**Stated exercise:**
Could you carry on the forum thread about a flexible hose for a Graco airless sprayer, picking up right after its last line?

# Most Flexible Hose for Airless Graco?



## PerkWork (Feb 16, 2021)

I'm just getting into spraying, I'm a finish carpenter who is keeping up with the times and providing the best quality of painted trim, and I bought myself a Graco Magnum X7.

I've used it a couple times, and have hated how stiff and unwieldy the stock hose it came with. I'm looking for a replacement, and have heard the Bluemax II is pretty good, but is there anything on Amazon that is comparable, or maybe even better? I'm only looking for a 25 ft hose, hopefully with swivel couplings on it also.

Is something like this comparable in quality? Konyin Brand Hose

Or any others you guys might suggest? Thank you


----------



## cocomonkeynuts (Apr 14, 2017)

1) get rid of the x7, pretty much useless for fine finish work.
2) Most guns that come with professional level sprays, graco, tritech, titan come with a swivel already attached.
3) Add a 3ft whip hose at the end for increased flexibility. Whip Hoses for Airless Paint Sprayers


----------



## PerkWork (Feb 16, 2021)

Unfortunately, I think I'm past the return policy, and might have to keep using it until I'm able to upgrade. Is it really that bad? Or are the other alternatives that much better.

What would you suggest instead?


----------



## PerkWork (Feb 16, 2021)

I mistyped anyways. I have the X5, not the X7...


----------



## cocomonkeynuts (Apr 14, 2017)

PerkWork said:


> Unfortunately, I think I'm past the return policy, and might have to keep using it until I'm able to upgrade. Is it really that bad? Or are the other alternatives that much better.
> 
> What would you suggest instead?


As you say you want to provide the 'best quality of painted trim" then bought a cheap DIY model that isn't really capable of producing a consistent pressure at the tip (no pressure transducer on these models), not to mention they are a fire hazard.
For pure airless Personally I like tritech with a hopper attachment. 




The very best for finish finish work are Air assist models ($$$) like graco finishpro (electric motor), merker, kremlin or C.A.T (Air motor)


----------



## PerkWork (Feb 16, 2021)

I mentioned I am pretty much brand new to spraying, so in my research I thought what I was buying was quality, I didn't realize I was so wrong.

I am able to return this one, so would would the ProX17 or X19 be the next best thing I can use? I'm planning to stay with Graco as I've bought a number of tips already, and unfortunately the Finish Pros are outside of my budget.


----------



## Masterwork (Sep 13, 2020)

**Data listing:**
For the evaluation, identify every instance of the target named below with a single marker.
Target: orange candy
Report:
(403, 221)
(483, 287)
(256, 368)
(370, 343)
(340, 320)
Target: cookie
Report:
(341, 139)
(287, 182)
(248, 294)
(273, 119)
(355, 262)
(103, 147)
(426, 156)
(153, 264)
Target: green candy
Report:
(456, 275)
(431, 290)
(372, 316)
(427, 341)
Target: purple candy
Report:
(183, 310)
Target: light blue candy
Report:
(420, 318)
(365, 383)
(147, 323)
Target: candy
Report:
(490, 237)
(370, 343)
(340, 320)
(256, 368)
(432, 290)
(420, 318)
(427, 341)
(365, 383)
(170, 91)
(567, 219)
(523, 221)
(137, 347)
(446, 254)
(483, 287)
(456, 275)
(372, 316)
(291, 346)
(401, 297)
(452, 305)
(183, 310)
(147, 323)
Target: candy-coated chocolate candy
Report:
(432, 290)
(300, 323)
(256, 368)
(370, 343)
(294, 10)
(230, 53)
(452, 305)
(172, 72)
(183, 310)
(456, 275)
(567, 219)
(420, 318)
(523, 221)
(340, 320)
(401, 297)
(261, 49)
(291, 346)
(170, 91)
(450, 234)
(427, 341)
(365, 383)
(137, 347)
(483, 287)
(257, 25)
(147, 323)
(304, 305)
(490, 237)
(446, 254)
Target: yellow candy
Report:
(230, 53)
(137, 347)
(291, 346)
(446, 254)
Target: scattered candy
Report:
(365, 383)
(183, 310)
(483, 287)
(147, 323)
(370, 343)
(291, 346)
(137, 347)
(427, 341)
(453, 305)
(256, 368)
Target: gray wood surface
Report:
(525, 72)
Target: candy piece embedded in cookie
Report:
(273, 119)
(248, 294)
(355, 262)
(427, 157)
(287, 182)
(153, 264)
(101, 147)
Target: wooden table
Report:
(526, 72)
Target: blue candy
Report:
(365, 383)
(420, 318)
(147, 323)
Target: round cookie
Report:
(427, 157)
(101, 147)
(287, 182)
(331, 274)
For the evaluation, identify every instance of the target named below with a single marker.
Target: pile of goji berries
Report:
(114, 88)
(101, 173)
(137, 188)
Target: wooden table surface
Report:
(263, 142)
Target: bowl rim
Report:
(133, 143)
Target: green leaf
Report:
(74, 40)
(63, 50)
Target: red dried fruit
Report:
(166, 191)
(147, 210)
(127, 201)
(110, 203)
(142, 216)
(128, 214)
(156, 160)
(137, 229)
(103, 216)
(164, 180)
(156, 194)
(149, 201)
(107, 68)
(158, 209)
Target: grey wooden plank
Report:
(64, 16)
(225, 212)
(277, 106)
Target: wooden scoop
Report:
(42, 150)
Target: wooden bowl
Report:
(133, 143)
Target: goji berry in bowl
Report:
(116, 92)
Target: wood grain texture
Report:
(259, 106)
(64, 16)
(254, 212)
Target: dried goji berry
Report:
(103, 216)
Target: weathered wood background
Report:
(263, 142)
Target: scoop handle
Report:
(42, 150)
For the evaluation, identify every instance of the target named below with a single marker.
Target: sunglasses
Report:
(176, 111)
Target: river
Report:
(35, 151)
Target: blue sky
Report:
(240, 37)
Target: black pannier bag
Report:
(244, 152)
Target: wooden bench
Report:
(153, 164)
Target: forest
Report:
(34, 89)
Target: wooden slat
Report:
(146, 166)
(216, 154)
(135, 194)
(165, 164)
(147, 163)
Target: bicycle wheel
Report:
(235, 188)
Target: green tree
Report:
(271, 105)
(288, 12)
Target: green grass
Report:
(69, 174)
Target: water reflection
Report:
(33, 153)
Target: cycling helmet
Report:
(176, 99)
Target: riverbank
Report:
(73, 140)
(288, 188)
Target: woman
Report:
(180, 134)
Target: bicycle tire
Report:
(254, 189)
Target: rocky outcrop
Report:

**The reply:**
Graco tip guards will fit on other guns. You can put a graco gun and hose onto a Titan pump, etc....

Your budget doesn't seem to be high enough to get the results you're looking for.


----------



## cocomonkeynuts (Apr 14, 2017)

PerkWork said:


> I mentioned I am pretty much brand new to spraying, so in my research I thought what I was buying was quality, I didn't realize I was so wrong.
> 
> I am able to return this one, so would would the ProX17 or X19 be the next best thing I can use? I'm planning to stay with Graco as I've bought a number of tips already, and unfortunately the Finish Pros are outside of my budget.


Depends on how much and what type material you are spraying... Graco 390, tritech t4, titan 440 are pretty much the industry standard for entry level professional models. You can keep your existing tips, just switch the guard to whatever gun you are using most of them are universal 7/8" threaded.
If you are just shooting a couple quarts at a time you should get your self an HVLP gun either turbine or if you have a good compressor a conventional gun.


----------



## PerkWork (Feb 16, 2021)

I see what you mean, I was way wrong about the x5, I see that now.

Now I'm looking between 390 and the GX-19, what I would be spraying is cabinets, trim, and potentially doors, and most likely a projects worth at a time, so maybe a room full of trim, or a kitchen set of cabinets.

It seems like the GX-19 is much more specialized from trimwork exclusively, where the 390 is a little more versatile. Could I paint the interior of a house potentially with the 390? Just wondering it's capabilities. I am sure that is impossible with the GX-19, correct?


----------



## cocomonkeynuts (Apr 14, 2017)

PerkWork said:


> I see what you mean, I was way wrong about the x5, I see that now.
> 
> Now I'm looking between 390 and the GX-19, what I would be spraying is cabinets, trim, and potentially doors, and most likely a projects worth at a time, so maybe a room full of trim, or a kitchen set of cabinets.
> 
> It seems like the GX-19 is much more specialized from trimwork exclusively, where the 390 is a little more versatile. Could I paint the interior of a house potentially with the 390? Just wondering it's capabilities. I am sure that is impossible with the GX-19, correct?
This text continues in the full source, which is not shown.